=== Records to process ===

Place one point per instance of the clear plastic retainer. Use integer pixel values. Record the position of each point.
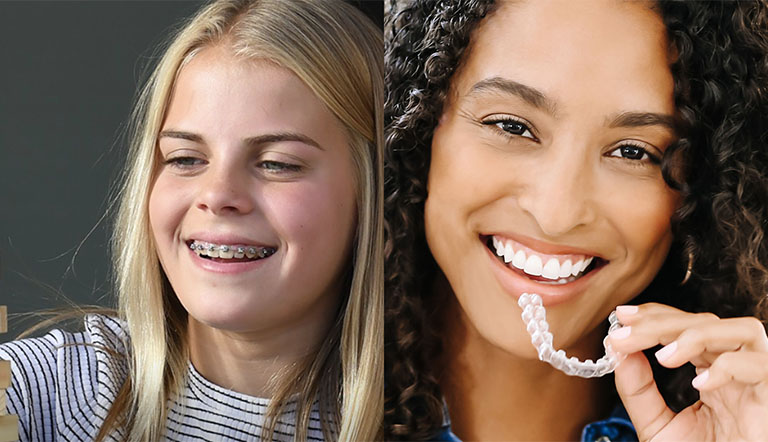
(535, 318)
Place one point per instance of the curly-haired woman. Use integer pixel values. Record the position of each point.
(598, 154)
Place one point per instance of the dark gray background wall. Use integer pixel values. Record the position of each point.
(69, 71)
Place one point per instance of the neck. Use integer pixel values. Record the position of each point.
(495, 395)
(251, 362)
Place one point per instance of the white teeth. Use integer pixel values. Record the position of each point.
(497, 245)
(508, 253)
(229, 252)
(226, 252)
(519, 259)
(551, 269)
(533, 266)
(577, 267)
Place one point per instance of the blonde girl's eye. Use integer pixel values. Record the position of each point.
(184, 162)
(635, 152)
(278, 167)
(510, 127)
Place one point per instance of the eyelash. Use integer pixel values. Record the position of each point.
(524, 127)
(182, 162)
(269, 166)
(651, 158)
(279, 166)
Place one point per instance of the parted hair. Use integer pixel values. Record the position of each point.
(719, 165)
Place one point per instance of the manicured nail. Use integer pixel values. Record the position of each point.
(626, 309)
(621, 333)
(700, 380)
(666, 351)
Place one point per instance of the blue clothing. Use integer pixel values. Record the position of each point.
(617, 427)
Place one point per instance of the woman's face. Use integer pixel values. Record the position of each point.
(548, 151)
(251, 159)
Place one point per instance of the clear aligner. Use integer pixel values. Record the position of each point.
(535, 318)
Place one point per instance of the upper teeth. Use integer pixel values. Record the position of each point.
(549, 266)
(227, 251)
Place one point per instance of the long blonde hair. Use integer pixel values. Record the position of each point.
(338, 53)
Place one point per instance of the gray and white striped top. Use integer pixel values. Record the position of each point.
(62, 391)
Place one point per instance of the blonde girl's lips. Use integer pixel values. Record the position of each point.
(235, 261)
(515, 282)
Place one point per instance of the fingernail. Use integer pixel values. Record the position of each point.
(626, 309)
(621, 333)
(666, 351)
(700, 380)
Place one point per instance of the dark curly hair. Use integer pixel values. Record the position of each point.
(719, 165)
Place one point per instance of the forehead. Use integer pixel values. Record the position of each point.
(217, 93)
(574, 51)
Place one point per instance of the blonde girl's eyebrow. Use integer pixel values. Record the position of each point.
(282, 137)
(180, 135)
(251, 141)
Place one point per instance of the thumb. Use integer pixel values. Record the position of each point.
(640, 395)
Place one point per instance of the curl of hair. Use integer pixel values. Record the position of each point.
(719, 165)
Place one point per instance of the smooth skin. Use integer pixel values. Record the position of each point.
(533, 145)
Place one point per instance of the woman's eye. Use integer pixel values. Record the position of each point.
(184, 162)
(635, 153)
(279, 166)
(511, 127)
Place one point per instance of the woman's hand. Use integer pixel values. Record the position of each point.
(731, 360)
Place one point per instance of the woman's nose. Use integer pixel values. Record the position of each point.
(560, 194)
(226, 189)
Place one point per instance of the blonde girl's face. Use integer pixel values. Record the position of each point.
(548, 153)
(253, 209)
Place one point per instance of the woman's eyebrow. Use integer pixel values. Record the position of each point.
(503, 85)
(180, 135)
(282, 136)
(251, 141)
(641, 119)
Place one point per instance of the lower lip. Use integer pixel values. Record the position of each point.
(516, 284)
(226, 267)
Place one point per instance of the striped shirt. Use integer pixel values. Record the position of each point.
(62, 391)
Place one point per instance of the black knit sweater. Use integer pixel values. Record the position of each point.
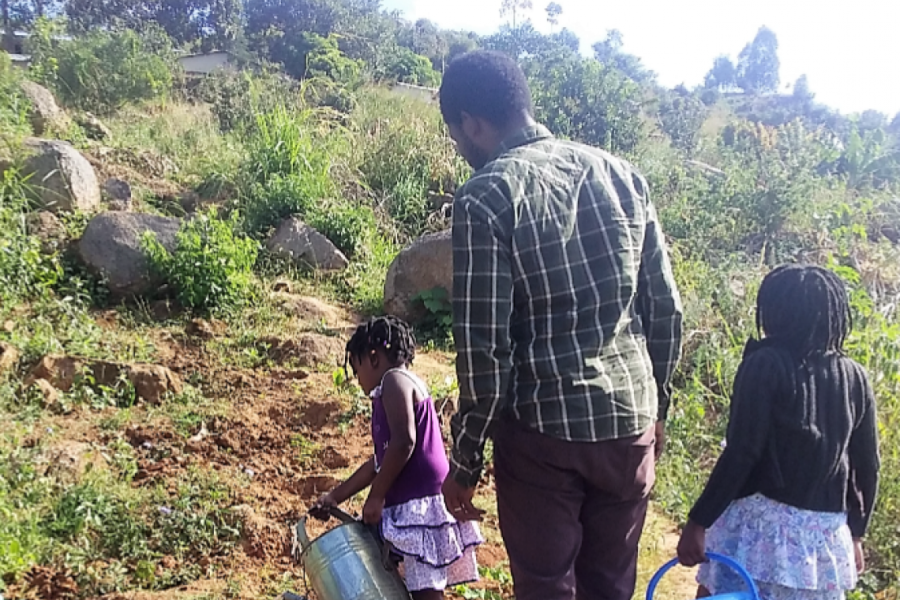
(801, 432)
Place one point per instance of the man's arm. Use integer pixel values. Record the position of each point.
(482, 307)
(660, 307)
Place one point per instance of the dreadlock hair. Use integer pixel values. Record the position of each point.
(804, 308)
(389, 334)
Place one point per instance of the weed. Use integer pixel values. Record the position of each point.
(210, 268)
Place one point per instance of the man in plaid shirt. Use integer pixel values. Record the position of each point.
(568, 326)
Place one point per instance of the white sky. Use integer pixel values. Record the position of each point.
(849, 50)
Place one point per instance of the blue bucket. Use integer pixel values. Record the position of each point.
(751, 594)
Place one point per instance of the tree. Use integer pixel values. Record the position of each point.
(609, 52)
(723, 75)
(758, 65)
(514, 8)
(554, 10)
(802, 93)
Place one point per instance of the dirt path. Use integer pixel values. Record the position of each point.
(282, 437)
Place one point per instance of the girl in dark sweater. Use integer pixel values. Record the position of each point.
(792, 494)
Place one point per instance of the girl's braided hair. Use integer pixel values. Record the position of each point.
(389, 334)
(804, 308)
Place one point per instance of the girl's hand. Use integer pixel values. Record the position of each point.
(320, 509)
(692, 545)
(372, 510)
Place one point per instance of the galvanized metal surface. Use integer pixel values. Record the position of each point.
(346, 564)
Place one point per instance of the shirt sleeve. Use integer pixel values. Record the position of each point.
(864, 464)
(660, 308)
(749, 421)
(482, 307)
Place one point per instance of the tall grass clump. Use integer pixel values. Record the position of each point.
(211, 266)
(105, 69)
(403, 152)
(13, 104)
(25, 271)
(289, 167)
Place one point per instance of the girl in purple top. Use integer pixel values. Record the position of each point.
(408, 465)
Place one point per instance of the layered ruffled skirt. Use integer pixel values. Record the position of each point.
(792, 554)
(438, 551)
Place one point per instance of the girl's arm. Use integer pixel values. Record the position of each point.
(864, 463)
(398, 396)
(755, 387)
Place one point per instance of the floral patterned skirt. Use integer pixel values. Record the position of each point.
(792, 554)
(438, 551)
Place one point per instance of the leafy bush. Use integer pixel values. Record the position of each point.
(104, 69)
(211, 265)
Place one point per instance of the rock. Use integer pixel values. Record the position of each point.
(9, 357)
(49, 394)
(45, 113)
(308, 350)
(47, 227)
(59, 371)
(119, 193)
(93, 127)
(153, 382)
(68, 460)
(302, 244)
(423, 266)
(230, 440)
(111, 248)
(63, 179)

=== What is expected ===
Without the pictures, give back the entries exactly.

=== Answer ===
Place one point per instance of the clear plastic retainer. Use integer pixel values. Record the position of each point.
(535, 318)
Place one point per instance of the curly-haired woman. Use integer pixel values. Record the position of each point.
(598, 154)
Place one point per instance of the dark gray background wall. Use integer pixel values. Record the position of each point.
(69, 71)
Place one point per instance of the neck. Use integer pixel values. Record the position of each point.
(495, 395)
(251, 362)
Place one point per instance of the white teeth. Use integer pixel values. Record the position of each point.
(497, 245)
(508, 253)
(229, 252)
(226, 252)
(519, 259)
(551, 269)
(533, 266)
(577, 267)
Place one point per instance of the blonde girl's eye. Use integer pixel values. Record the position of each point.
(184, 162)
(635, 152)
(278, 167)
(510, 127)
Place one point per instance of the eyelash. Use integer pixel values. Record the position of each point.
(524, 127)
(182, 162)
(269, 166)
(651, 158)
(279, 166)
Place one point per instance of the parted hair. Use integer pixel values. Record the position of each point.
(719, 165)
Place one point per instance of the manicured nail. Use integer pixel values. Record the position of each point.
(626, 309)
(621, 333)
(700, 380)
(666, 351)
Place one point per instance of the blue clothing. Use integer pixel values. Record the position of each point.
(617, 427)
Place one point per instance of the woman's face. Use integer pixel values. Record the position of each point.
(548, 151)
(251, 159)
Place one point per instance of the clear aligner. Use integer pixel values. Record the position of each point.
(535, 318)
Place one point per instance of the upper teeth. Use integer pixel values. Record the position of each point.
(549, 266)
(227, 251)
Place one point per instance of the long blonde hair. Use integer pixel values. Record the position of each point.
(338, 53)
Place one point per instance of the gray and white striped top. Use integer pixel values. Record the position of each point.
(62, 391)
Place one point per instance of the blonde girl's lips. Use integer pixel values. Record the position of each point.
(235, 261)
(515, 282)
Place one point per instance of the fingernail. Use integer pixel values. Record the position of each point.
(626, 309)
(621, 333)
(666, 351)
(700, 380)
Place one point per instance of the dark curly hair. Use integer pixel values. Record the position of each point.
(719, 165)
Place one point per instance of the forehead. Use integer pixel values. Record the position of each point.
(217, 93)
(574, 51)
Place one point per instance of the blonde girl's eyebrow. Use integer pixel values. Record the position of each point.
(282, 137)
(180, 135)
(251, 141)
Place one point per instance of the thumb. Use integer pixel values. Record the position of each point.
(640, 395)
Place one point per instance of the curl of hair. Use integer pixel values. Record the position of each point.
(719, 165)
Place one point per instance of the smooth skin. Use integer pixel values. Record the position of each point.
(533, 145)
Place one point per instance of the woman's eye. Use integer pixel values. Record the position of each point.
(184, 162)
(635, 153)
(279, 166)
(511, 127)
Place one point per instance of the woman's hand. Use integer pixel values. Record the position of each point.
(731, 360)
Place one point per instance of the woman's nose. Use integer pixel values. Record the position of each point.
(560, 194)
(226, 189)
Place one point per instance of the blonde girl's face. Use integer pixel values. Record the position of each point.
(548, 153)
(253, 209)
Place one point per instance of the woman's eyebrow. Use integer pixel values. Record the position of each point.
(503, 85)
(180, 135)
(282, 136)
(251, 141)
(641, 119)
Place one point per instance of the lower lip. Use integer pixel values. Record the position of each point.
(516, 284)
(226, 267)
Place one point per instance of the striped shirt. Use integer pixel values. Record the position of each point.
(62, 391)
Place one point per instance of the black knit sweater. Use integer pixel values. Record the position of each point.
(801, 432)
Place one point per instance of the man's arm. Use integer pixel values. Record the position of each point.
(482, 307)
(660, 307)
Place one point per instance of the dreadlock hair. Use integer pixel values. Record the position of each point.
(804, 308)
(389, 334)
Place one point per instance of the weed. Use integer pixel values. Record the position of each point.
(210, 268)
Place one point per instance of the man in plaid shirt. Use integer pixel values. Record the position of each point.
(568, 326)
Place one point per instance of the white sky. Use integer pixel values. Record the position of each point.
(849, 50)
Place one point per instance of the blue bucket. Use integer pixel values. Record the position of each point.
(751, 594)
Place one point per instance of the tree. Use integer pixel values. Record the position of each point.
(609, 52)
(723, 75)
(758, 65)
(514, 8)
(554, 10)
(802, 93)
Place one point per instance of the dirt path. Use integer pixel values. Record the position of each point.
(282, 437)
Place one point per instance of the girl in dark sweater. Use integer pixel values. Record the position of each point.
(792, 494)
Place one point per instance of the girl's braided hair. Use integer pixel values. Record the position of each point.
(389, 334)
(804, 308)
Place one point per instance of the girl's hand. Use integer pixel values. Record the position of each point.
(320, 509)
(692, 545)
(372, 510)
Place one point per instance of the galvanized metal surface. Use integer pixel values. Record the position of each point.
(346, 564)
Place one point per instance of the shirt sleeve. Use integer pixel values. Record the position of each point.
(864, 464)
(660, 308)
(749, 421)
(482, 307)
Place one point per instance of the tall grass clump. Use integer pixel values. Record the position of each point.
(211, 266)
(105, 69)
(403, 152)
(13, 104)
(25, 271)
(289, 167)
Place one point per instance of the girl in purple top. Use integer pixel values. Record the position of each point.
(408, 465)
Place one point per instance of the layered ruffled skirt. Use integer pixel values. Record the position of each point.
(792, 554)
(438, 551)
Place one point per instance of the girl's arm. Use integer pixel values. Record the position of each point.
(864, 463)
(398, 396)
(755, 387)
Place one point per instance of the floral patterned skirt. Use integer pixel values. Record the position of each point.
(792, 554)
(438, 551)
Place one point per instance of the leafy bush. Use integer pixel values. Record the position of each point.
(104, 69)
(211, 265)
Place one point per instance of the rock. Use integer pixel values. Record the position of each point.
(9, 357)
(49, 394)
(45, 113)
(308, 350)
(47, 227)
(59, 371)
(119, 193)
(93, 127)
(153, 382)
(68, 460)
(302, 244)
(423, 266)
(230, 440)
(111, 248)
(63, 179)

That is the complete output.